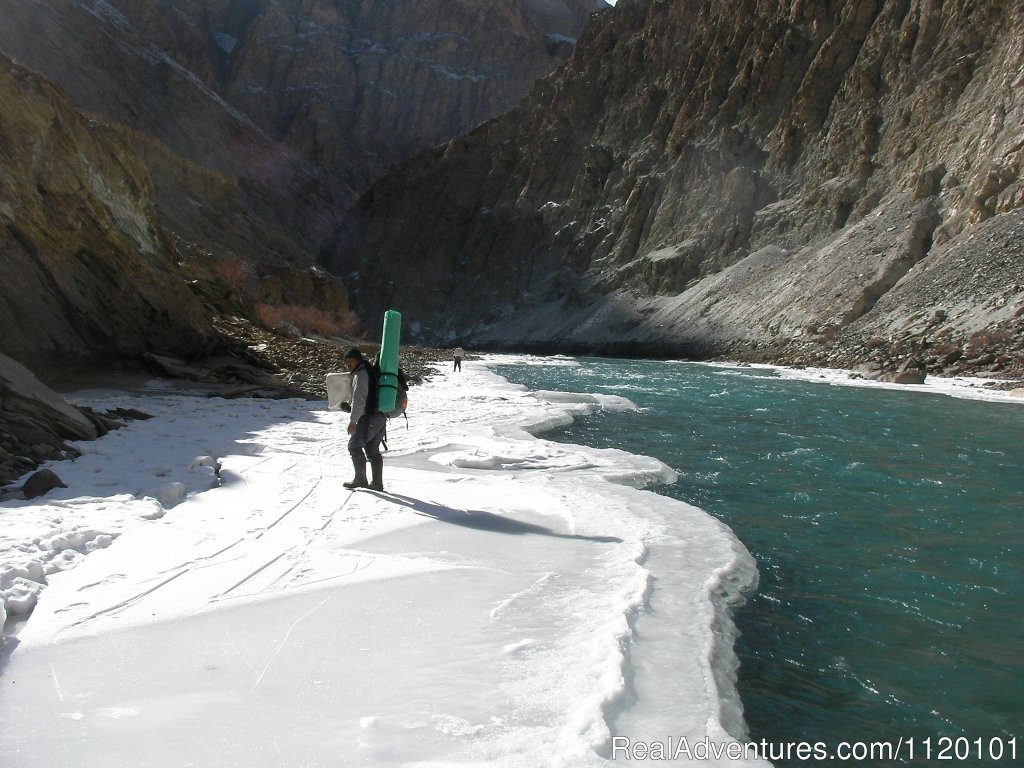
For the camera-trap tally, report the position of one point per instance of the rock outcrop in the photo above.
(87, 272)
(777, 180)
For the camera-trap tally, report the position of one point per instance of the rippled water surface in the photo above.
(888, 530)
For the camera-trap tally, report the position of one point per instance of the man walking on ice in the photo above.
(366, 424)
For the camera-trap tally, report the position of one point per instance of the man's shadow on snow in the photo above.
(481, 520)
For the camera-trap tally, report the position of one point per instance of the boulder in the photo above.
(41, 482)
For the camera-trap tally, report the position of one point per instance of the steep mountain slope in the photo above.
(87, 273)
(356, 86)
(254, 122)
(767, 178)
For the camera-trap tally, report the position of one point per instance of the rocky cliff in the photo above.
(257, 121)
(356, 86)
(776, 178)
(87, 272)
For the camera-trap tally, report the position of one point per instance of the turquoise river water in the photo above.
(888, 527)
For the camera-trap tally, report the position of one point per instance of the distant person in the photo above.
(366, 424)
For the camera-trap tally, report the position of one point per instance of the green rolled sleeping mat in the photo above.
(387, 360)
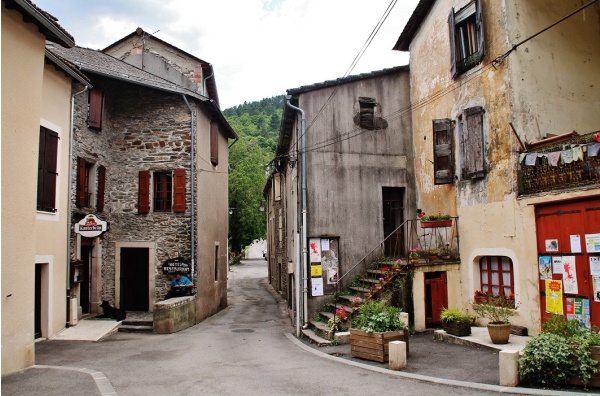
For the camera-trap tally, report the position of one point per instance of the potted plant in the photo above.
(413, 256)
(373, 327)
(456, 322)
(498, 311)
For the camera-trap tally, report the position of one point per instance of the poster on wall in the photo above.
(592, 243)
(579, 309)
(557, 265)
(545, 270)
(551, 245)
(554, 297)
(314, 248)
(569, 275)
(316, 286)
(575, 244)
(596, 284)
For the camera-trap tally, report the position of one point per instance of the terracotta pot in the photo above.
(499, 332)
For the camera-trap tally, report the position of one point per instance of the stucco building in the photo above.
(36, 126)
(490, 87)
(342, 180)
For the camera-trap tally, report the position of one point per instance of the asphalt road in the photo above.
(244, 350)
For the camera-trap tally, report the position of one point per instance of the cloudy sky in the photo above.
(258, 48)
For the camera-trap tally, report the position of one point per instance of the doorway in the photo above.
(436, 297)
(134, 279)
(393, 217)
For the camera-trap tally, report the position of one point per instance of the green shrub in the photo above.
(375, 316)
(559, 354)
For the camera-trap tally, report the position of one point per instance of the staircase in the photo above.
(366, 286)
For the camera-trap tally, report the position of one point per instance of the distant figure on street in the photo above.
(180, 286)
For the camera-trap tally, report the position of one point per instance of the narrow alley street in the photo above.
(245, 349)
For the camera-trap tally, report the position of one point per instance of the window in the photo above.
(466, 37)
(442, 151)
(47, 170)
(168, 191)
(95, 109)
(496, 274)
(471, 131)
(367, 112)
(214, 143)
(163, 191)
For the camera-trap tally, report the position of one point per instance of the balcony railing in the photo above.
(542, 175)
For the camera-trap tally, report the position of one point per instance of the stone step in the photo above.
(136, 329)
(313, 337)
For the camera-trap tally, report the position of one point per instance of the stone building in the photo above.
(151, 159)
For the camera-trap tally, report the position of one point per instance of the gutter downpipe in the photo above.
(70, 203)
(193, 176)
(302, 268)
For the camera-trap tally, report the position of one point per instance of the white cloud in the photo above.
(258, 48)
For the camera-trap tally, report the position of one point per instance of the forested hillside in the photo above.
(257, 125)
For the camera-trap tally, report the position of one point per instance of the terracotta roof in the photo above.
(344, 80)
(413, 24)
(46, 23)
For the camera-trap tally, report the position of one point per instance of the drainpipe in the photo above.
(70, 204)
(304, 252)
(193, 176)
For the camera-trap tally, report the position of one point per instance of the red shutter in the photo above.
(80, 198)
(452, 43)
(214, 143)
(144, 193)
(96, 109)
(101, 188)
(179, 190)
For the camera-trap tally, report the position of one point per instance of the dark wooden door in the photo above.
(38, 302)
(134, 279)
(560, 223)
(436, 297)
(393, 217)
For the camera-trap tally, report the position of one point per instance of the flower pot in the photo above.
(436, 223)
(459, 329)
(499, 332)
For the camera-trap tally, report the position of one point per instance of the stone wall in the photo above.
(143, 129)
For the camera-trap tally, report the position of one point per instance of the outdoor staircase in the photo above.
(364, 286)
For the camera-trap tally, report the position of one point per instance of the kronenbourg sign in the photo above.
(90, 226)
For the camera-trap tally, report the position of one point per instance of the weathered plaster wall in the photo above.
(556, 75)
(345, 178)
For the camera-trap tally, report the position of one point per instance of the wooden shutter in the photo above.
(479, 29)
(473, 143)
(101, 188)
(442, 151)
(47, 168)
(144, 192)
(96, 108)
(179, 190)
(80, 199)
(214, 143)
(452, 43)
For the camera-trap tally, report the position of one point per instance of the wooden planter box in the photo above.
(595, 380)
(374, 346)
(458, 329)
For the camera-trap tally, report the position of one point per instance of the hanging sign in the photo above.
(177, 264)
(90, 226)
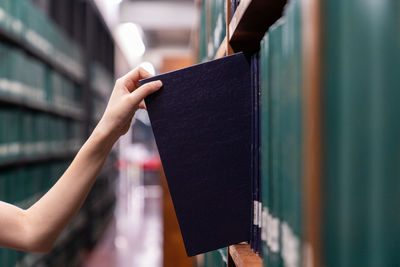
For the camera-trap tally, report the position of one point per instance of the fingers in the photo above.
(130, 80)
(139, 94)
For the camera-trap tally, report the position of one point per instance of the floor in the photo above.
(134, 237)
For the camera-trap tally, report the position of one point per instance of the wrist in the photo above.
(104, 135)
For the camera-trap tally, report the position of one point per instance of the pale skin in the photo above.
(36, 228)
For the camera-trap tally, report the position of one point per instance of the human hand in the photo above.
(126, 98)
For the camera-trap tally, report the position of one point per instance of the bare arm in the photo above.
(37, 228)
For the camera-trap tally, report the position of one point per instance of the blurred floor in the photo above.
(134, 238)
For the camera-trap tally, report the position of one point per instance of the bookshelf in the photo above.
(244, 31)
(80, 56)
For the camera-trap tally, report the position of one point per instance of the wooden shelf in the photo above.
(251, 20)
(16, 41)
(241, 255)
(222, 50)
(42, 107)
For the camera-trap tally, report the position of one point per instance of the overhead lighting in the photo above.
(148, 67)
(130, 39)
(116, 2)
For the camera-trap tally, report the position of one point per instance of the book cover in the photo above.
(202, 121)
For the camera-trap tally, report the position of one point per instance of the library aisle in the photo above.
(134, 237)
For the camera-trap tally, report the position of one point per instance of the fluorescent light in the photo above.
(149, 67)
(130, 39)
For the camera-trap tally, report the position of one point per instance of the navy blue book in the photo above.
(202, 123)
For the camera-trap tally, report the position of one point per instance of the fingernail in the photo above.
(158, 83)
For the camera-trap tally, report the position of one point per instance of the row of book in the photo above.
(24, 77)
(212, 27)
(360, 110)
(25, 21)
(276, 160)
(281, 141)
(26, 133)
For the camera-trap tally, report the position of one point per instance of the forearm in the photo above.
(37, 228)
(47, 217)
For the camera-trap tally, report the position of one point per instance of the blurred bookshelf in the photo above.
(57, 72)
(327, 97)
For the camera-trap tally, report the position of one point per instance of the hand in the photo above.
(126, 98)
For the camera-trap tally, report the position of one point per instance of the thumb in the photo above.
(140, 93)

+++++

The exercise: Without the pictures, write out every entry precisely as it appears.

Written solution:
For the camera-trap tally, report the position of one point per instance of the rock outcrop in the photo above.
(87, 272)
(777, 180)
For the camera-trap tally, report the position of one point per instance of the rippled water surface in the photo above.
(888, 530)
For the camera-trap tally, report the position of one point per instance of the man walking on ice in the photo above.
(366, 424)
For the camera-trap tally, report the position of one point per instance of the man's shadow on snow in the photo above.
(481, 520)
For the camera-trap tally, report the position of one point per instance of the boulder in the photo above.
(41, 482)
For the camera-trap tally, report the position of one point per instance of the steep mountain slope in the photo above.
(87, 273)
(356, 86)
(254, 122)
(767, 178)
For the camera-trap tally, report the position of one point per instance of the rocky cliff in the photo above.
(257, 121)
(356, 86)
(776, 178)
(87, 272)
For the camera-trap tally, report the position of one point per instance of the turquoise river water in the photo above.
(888, 527)
For the camera-trap tally, report the position of one point per instance of the distant person in the photo above.
(366, 424)
For the camera-trap tally, report the position of one point per instance of the green rolled sleeping mat in the photo above.
(387, 360)
For the camera-trap tally, report the position of one point per instance of the potted plant in the photo above.
(413, 256)
(373, 327)
(456, 322)
(498, 311)
For the camera-trap tally, report the position of one point per instance of the poster on wall in the photo above.
(592, 243)
(579, 309)
(557, 265)
(545, 270)
(551, 245)
(554, 297)
(314, 248)
(569, 275)
(316, 286)
(575, 244)
(596, 284)
For the camera-trap tally, report the position of one point per instance of the terracotta pot in the photo above.
(499, 332)
For the camera-trap tally, report the position of one point per instance of the stucco building in the photo above.
(36, 126)
(490, 87)
(342, 180)
For the camera-trap tally, report the position of one point per instance of the asphalt road in the photo above.
(244, 350)
For the camera-trap tally, report the position of one point per instance of the cloudy sky in the photo above.
(258, 48)
For the camera-trap tally, report the position of one point per instance of the doorway in the photo above.
(436, 297)
(134, 279)
(393, 217)
For the camera-trap tally, report the position of one point per instance of the green shrub in the photo above.
(375, 316)
(559, 354)
For the camera-trap tally, report the position of one point per instance of the staircase in the photo above.
(366, 286)
For the camera-trap tally, report the position of one point per instance of the distant figure on street in the photo above.
(180, 286)
For the camera-trap tally, report the position of one point per instance of the narrow alley street in the photo above.
(245, 349)
For the camera-trap tally, report the position of one point per instance of the window in the photo above.
(466, 37)
(442, 151)
(47, 170)
(168, 191)
(95, 109)
(496, 274)
(471, 131)
(367, 112)
(214, 143)
(163, 191)
For the camera-trap tally, report the position of one point per instance of the balcony railing in the photo above.
(542, 175)
For the camera-trap tally, report the position of one point per instance of the stone step in the photo above.
(136, 329)
(313, 337)
For the camera-trap tally, report the position of one point per instance of the stone building in the photo above.
(151, 159)
For the camera-trap tally, report the position of one point per instance of the gutter downpipe in the photo above.
(70, 203)
(193, 176)
(302, 268)
For the camera-trap tally, report the position of one point per instance of the white cloud in the photo above.
(258, 48)
For the camera-trap tally, report the position of one point per instance of the forested hillside in the photo above.
(257, 125)
For the camera-trap tally, report the position of one point per instance of the terracotta roof in the photo above.
(344, 80)
(413, 24)
(46, 23)
For the camera-trap tally, report the position of one point per instance of the drainpipe in the photo above.
(70, 204)
(304, 252)
(193, 176)
For the camera-trap tally, report the position of one point per instance of the red shutter in the photo above.
(80, 198)
(452, 43)
(214, 143)
(144, 193)
(96, 109)
(101, 188)
(179, 190)
For the camera-trap tally, report the position of one point per instance of the dark wooden door in the photo above.
(38, 302)
(134, 279)
(560, 223)
(436, 297)
(393, 217)
For the camera-trap tally, report the position of one point per instance of the flower pot in the photo above.
(436, 223)
(459, 329)
(499, 332)
For the camera-trap tally, report the position of one point per instance of the stone wall in the photo above.
(143, 129)
For the camera-trap tally, report the position of one point per instance of the outdoor staircase in the photo above.
(364, 286)
For the camera-trap tally, report the position of one point per instance of the kronenbourg sign in the photo above.
(90, 226)
For the camera-trap tally, report the position of one point per instance of the weathered plaster wall in the photo above.
(556, 75)
(345, 178)
For the camera-trap tally, report the position of one point per instance of the wooden shutter in the photo above.
(479, 29)
(473, 143)
(101, 188)
(442, 151)
(47, 168)
(144, 192)
(96, 108)
(179, 190)
(80, 199)
(214, 143)
(452, 43)
For the camera-trap tally, report the position of one point per instance of the wooden planter box in the photo above.
(595, 380)
(374, 346)
(458, 329)
For the camera-trap tally, report the position of one point per instance of the hanging sign in the photo above.
(177, 264)
(90, 226)
For the camera-trap tally, report the position of one point per instance of the fingers in the photo above.
(130, 80)
(139, 94)
For the camera-trap tally, report the position of one point per instance of the floor in the photo above.
(134, 237)
For the camera-trap tally, report the position of one point per instance of the wrist in the photo above.
(104, 135)
For the camera-trap tally, report the position of one point per instance of the pale skin in the photo above.
(36, 228)
For the camera-trap tally, report the position of one point per instance of the human hand in the photo above.
(126, 98)
For the camera-trap tally, report the position of one point per instance of the bare arm in the photo above.
(37, 228)
For the camera-trap tally, report the position of one point per instance of the blurred floor in the photo above.
(134, 238)
For the camera-trap tally, report the position of one point per instance of the bookshelf in the photo above.
(244, 31)
(80, 56)
For the camera-trap tally, report the position of one point per instance of the wooden shelf in the photo above.
(251, 20)
(16, 41)
(241, 255)
(222, 50)
(42, 107)
For the camera-trap tally, report the position of one point per instance of the overhead lighting in the photo above.
(148, 67)
(130, 39)
(116, 2)
For the camera-trap tally, report the position of one point per instance of the book cover in the photo above.
(202, 121)
For the camera-trap tally, report the position of one point per instance of the library aisle in the photo above.
(134, 237)
For the camera-trap tally, report the position of one point per instance of the fluorescent light in the photo above.
(149, 67)
(130, 39)
For the camera-trap tally, report the position of one point per instance of the navy blue book in the photo above.
(202, 123)
For the camera-trap tally, report the position of one point per instance of the fingernail in the photo above.
(158, 83)
For the camera-trap tally, report the position of one point per instance of the row of book in the photo above.
(24, 77)
(212, 27)
(360, 110)
(25, 21)
(276, 160)
(281, 141)
(26, 133)
For the camera-trap tally, report the position of one point per instance of the forearm in the photo above.
(37, 228)
(47, 217)
For the camera-trap tally, report the position of one point per instance of the blurred bookshelf in the photo above.
(57, 72)
(327, 97)
For the camera-trap tally, report the position of one point per instance of the hand in the photo above.
(126, 98)
For the camera-trap tally, report the position of one point per instance of the thumb in the photo above.
(140, 93)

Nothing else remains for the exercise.